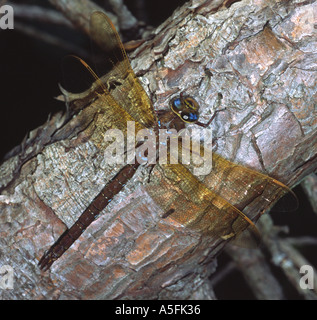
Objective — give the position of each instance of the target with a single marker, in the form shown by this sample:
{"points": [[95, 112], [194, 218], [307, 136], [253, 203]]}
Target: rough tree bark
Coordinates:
{"points": [[261, 56]]}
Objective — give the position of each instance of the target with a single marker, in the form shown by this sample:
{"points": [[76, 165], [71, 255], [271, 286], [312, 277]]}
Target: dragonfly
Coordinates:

> **WHAT IS BEING ASKED**: Change every "Coordinates" in the listing to "Positions", leaving all else as it stands, and write the listing out again without the pictures.

> **COMPLETE RESPONSE**:
Objective — give the position of each instance of the target with a single marker, in the form shown by this sample:
{"points": [[95, 112], [194, 218], [307, 136], [253, 203]]}
Target: rough tree bark
Positions:
{"points": [[261, 56]]}
Objective — give the position of each instance of the target with a single marker, in the form shown by this sample:
{"points": [[76, 165], [71, 255], [271, 286], [312, 277]]}
Target: dragonfly
Positions:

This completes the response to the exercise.